> Exercise objective:
Having found the line containing "Camera-trap review: tag the road" in the data below, reproduce that line and each one after it to the end, exactly, and include nothing else.
━━━━━ Records supplied
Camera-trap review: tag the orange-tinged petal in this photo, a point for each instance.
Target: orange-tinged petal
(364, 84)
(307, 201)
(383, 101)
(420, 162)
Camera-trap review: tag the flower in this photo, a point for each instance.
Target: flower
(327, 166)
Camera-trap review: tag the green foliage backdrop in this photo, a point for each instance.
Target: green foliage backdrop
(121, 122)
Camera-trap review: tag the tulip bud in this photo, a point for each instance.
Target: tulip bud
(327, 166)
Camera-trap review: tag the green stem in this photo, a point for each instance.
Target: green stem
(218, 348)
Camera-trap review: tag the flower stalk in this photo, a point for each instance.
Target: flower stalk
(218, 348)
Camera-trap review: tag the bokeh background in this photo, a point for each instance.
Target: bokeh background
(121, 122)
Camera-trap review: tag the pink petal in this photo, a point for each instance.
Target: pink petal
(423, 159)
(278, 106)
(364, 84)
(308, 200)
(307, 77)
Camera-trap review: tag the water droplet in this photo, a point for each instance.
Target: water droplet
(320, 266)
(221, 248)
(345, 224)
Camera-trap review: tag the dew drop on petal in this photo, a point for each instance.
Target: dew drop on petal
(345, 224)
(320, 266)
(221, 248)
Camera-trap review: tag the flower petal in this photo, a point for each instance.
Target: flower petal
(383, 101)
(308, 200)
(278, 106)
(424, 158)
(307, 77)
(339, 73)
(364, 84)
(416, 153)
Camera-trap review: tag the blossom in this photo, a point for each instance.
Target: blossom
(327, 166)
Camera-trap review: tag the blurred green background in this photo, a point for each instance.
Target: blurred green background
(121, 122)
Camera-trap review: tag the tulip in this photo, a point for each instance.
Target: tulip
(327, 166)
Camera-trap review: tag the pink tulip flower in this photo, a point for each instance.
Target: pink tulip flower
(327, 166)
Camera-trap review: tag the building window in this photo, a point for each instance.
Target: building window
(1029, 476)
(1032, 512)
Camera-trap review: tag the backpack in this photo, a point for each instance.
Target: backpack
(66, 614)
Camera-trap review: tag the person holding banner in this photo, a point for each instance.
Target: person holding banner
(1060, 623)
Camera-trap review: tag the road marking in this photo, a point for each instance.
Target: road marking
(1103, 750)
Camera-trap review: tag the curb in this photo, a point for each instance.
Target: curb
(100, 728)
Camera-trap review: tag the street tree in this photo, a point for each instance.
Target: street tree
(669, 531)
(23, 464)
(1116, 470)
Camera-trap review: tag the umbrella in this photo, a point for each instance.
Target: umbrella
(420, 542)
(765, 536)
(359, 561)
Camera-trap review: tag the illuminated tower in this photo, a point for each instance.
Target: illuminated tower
━━━━━━━━━━
> Task response:
Camera-trap review: tag the road marking in this photo, a point for each instance.
Target: road marking
(1103, 750)
Camera-trap review: tag the curb in this photo, a point for each instance.
Target: curb
(100, 728)
Camera-trap review: tag the street tree in this photo, a point for each instance.
Target: street tree
(669, 531)
(23, 464)
(1116, 470)
Camera-trap review: tag the umbrella in this photo, a point for each instance.
Target: umbrella
(420, 542)
(765, 536)
(359, 561)
Camera-trap review: tag the illuminated tower in this photo, a point for each instance.
Target: illuminated tower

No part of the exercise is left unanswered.